## START GIVEN PASSAGE
A day later, residents at greatest risk downstream were evacuated, watching, and waiting, with 15 people airlifted by helicopter from homes already surrounded by water. “Every person who was located in the risk area in Grenville-sur-la-Rouge has been evacuated as a preventive measure,” Quebec Public Security Minister Geneviève Guilbault said Friday. Hydro officials were “still confident that the dam will resist the flow, but if it doesn’t, no one is at risk.”
Meanwhile, CBC is reporting 700 to 800 homes affected by a dike breach Saturday night in the Lake of Two Mountains region west of Montreal. Montreal and Ottawa have both declared states of emergency, and residents in some parts of west-end Ottawa may be forced to evacuate, with the Ottawa River expected to rise 50 centimetres higher than the level it reached during devastating floods in 2017. Climate action groups have been out on email and social media, urging supporters to step up and assist with sandbagging.
“Ottawa faces the flood of the century—two years after the last one,” tweeted Ottawa Citizen reporter Andrew Duffy.
## END GIVEN PASSAGE
Pick up the text about the Quebec and Ottawa flooding after its last sentence and continue it.
## START STORED DATA
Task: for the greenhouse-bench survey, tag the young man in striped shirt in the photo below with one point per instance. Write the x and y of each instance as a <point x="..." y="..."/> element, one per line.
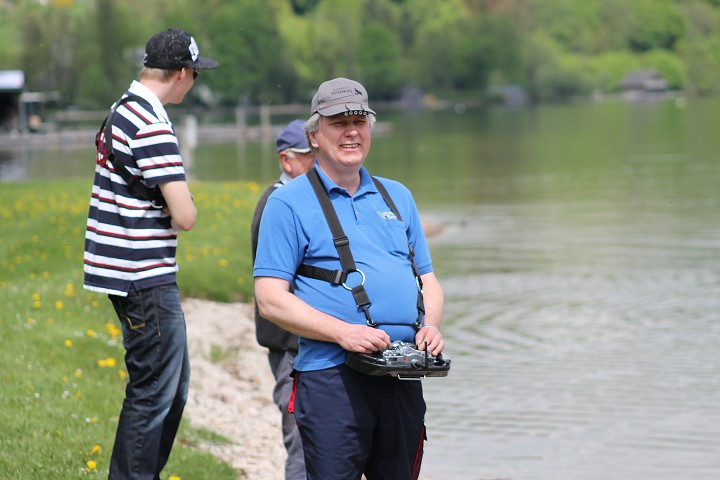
<point x="130" y="245"/>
## END STORED DATA
THE OUTPUT:
The Chute-Bell/Bell Falls dam was built in 1915, has not produced electricity in a decade, and is fitted with a “floating structure” to regulate water flows, CBC reports. “It’s an overflow spillway dam, which means it has a concrete retaining wall, topped with a spillway crest,” the national broadcaster explains. “The concrete wall is approximately 60 metres and prevents water from the reservoir from overflowing. When water levels are too high, the crest at the top of the wall enables the overflow water to pass through.”
The dam’s normal flow is 103 cubic metres per second, but as of Friday, floodwaters were pouring through at nearly 10 times that rate. With withholding capacity of four million litres, the dam “can only withhold water for a few hours before overflowing,” CBC adds.